(Stated task)
Gather every line in the data below that contains the word "front", and copy each one in full.

Labeled-object pointing entries:
— START —

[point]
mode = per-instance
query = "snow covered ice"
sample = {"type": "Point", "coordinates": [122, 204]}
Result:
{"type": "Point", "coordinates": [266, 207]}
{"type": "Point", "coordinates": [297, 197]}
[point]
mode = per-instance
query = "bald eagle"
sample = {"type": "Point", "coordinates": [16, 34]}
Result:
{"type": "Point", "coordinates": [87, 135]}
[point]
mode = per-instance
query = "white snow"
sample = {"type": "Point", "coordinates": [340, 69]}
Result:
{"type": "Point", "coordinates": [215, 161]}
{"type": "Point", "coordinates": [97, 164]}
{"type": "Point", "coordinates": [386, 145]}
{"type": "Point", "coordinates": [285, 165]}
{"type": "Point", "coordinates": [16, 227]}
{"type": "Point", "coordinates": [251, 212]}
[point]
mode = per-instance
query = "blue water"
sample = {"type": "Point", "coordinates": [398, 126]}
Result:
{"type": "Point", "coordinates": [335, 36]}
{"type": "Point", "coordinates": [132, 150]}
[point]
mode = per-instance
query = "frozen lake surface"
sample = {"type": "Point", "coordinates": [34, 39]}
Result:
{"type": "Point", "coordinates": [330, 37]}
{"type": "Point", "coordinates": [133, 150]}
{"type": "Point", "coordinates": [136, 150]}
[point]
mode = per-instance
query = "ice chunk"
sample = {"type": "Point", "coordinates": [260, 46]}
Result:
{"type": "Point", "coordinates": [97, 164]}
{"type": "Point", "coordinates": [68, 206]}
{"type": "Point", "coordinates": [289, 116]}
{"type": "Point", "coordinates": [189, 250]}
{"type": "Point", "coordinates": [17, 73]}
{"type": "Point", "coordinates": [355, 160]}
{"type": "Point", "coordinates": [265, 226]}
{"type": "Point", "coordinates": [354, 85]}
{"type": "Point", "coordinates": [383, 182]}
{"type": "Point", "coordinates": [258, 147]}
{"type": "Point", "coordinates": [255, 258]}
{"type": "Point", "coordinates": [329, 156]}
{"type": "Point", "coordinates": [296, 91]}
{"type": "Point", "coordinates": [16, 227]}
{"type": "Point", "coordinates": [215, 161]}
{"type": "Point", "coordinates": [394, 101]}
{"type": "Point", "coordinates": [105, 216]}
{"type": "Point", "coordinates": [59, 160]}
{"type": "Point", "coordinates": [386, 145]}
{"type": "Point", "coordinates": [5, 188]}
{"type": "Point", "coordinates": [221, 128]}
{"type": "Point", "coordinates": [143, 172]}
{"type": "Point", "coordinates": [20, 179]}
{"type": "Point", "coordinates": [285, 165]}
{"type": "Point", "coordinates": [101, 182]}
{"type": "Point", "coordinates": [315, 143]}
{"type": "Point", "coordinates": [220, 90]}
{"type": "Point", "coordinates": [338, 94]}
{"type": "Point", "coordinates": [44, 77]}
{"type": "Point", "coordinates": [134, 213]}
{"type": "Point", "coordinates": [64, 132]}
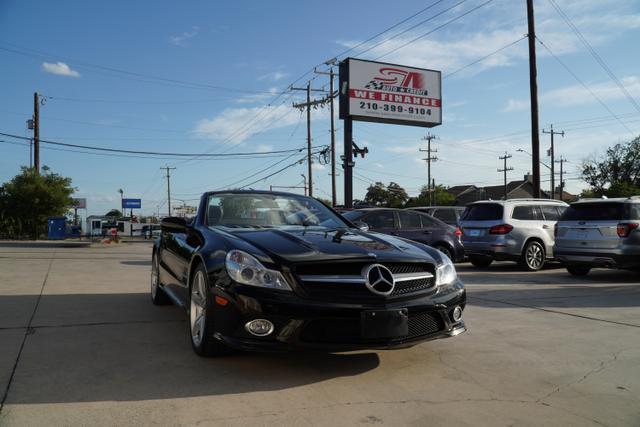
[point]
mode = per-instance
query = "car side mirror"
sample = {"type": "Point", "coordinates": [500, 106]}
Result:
{"type": "Point", "coordinates": [362, 226]}
{"type": "Point", "coordinates": [173, 224]}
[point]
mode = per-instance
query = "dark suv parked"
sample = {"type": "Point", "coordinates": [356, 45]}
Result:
{"type": "Point", "coordinates": [449, 214]}
{"type": "Point", "coordinates": [599, 233]}
{"type": "Point", "coordinates": [414, 226]}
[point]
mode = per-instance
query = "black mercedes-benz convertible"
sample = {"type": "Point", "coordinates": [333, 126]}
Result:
{"type": "Point", "coordinates": [269, 271]}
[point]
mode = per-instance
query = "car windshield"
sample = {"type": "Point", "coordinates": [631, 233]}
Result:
{"type": "Point", "coordinates": [352, 215]}
{"type": "Point", "coordinates": [483, 212]}
{"type": "Point", "coordinates": [234, 210]}
{"type": "Point", "coordinates": [595, 212]}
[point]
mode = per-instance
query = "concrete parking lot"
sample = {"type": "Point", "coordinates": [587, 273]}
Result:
{"type": "Point", "coordinates": [81, 344]}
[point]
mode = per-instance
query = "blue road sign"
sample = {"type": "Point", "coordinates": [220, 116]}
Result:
{"type": "Point", "coordinates": [131, 203]}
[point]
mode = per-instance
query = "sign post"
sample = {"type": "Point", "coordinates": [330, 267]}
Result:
{"type": "Point", "coordinates": [385, 93]}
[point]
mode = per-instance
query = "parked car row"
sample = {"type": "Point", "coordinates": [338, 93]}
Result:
{"type": "Point", "coordinates": [587, 234]}
{"type": "Point", "coordinates": [412, 225]}
{"type": "Point", "coordinates": [599, 233]}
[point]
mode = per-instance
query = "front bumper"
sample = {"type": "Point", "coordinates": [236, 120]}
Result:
{"type": "Point", "coordinates": [597, 258]}
{"type": "Point", "coordinates": [500, 248]}
{"type": "Point", "coordinates": [318, 325]}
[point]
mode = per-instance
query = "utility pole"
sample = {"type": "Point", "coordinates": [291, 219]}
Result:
{"type": "Point", "coordinates": [429, 159]}
{"type": "Point", "coordinates": [533, 89]}
{"type": "Point", "coordinates": [304, 180]}
{"type": "Point", "coordinates": [36, 132]}
{"type": "Point", "coordinates": [308, 106]}
{"type": "Point", "coordinates": [168, 169]}
{"type": "Point", "coordinates": [505, 169]}
{"type": "Point", "coordinates": [332, 95]}
{"type": "Point", "coordinates": [433, 193]}
{"type": "Point", "coordinates": [562, 161]}
{"type": "Point", "coordinates": [552, 155]}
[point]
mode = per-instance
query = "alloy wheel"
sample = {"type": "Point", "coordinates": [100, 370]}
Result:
{"type": "Point", "coordinates": [197, 308]}
{"type": "Point", "coordinates": [534, 256]}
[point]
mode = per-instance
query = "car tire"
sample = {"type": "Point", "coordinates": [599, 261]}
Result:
{"type": "Point", "coordinates": [480, 261]}
{"type": "Point", "coordinates": [158, 296]}
{"type": "Point", "coordinates": [445, 250]}
{"type": "Point", "coordinates": [578, 270]}
{"type": "Point", "coordinates": [200, 322]}
{"type": "Point", "coordinates": [533, 256]}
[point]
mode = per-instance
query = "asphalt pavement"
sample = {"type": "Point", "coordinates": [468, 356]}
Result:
{"type": "Point", "coordinates": [81, 344]}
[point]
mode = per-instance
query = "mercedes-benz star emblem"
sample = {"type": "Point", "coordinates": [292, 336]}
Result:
{"type": "Point", "coordinates": [378, 279]}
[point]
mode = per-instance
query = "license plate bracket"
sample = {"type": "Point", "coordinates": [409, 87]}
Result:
{"type": "Point", "coordinates": [384, 323]}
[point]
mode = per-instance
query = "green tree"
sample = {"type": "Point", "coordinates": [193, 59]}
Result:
{"type": "Point", "coordinates": [29, 199]}
{"type": "Point", "coordinates": [391, 196]}
{"type": "Point", "coordinates": [397, 196]}
{"type": "Point", "coordinates": [376, 195]}
{"type": "Point", "coordinates": [616, 174]}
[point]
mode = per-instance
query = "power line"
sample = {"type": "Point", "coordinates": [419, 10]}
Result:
{"type": "Point", "coordinates": [495, 52]}
{"type": "Point", "coordinates": [115, 101]}
{"type": "Point", "coordinates": [431, 18]}
{"type": "Point", "coordinates": [388, 29]}
{"type": "Point", "coordinates": [155, 153]}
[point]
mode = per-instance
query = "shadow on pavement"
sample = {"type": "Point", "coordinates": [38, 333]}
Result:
{"type": "Point", "coordinates": [142, 262]}
{"type": "Point", "coordinates": [151, 358]}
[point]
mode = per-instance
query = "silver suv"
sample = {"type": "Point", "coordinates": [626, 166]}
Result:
{"type": "Point", "coordinates": [599, 233]}
{"type": "Point", "coordinates": [510, 230]}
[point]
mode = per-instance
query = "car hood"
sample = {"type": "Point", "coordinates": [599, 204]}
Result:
{"type": "Point", "coordinates": [294, 246]}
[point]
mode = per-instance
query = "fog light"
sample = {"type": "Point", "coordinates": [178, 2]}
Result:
{"type": "Point", "coordinates": [456, 314]}
{"type": "Point", "coordinates": [259, 327]}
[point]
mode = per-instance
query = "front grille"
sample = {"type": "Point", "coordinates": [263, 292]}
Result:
{"type": "Point", "coordinates": [354, 268]}
{"type": "Point", "coordinates": [358, 292]}
{"type": "Point", "coordinates": [347, 330]}
{"type": "Point", "coordinates": [424, 324]}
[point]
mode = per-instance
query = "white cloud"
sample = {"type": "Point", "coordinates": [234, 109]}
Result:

— END —

(In response)
query = "front bumper"
query = "front grille"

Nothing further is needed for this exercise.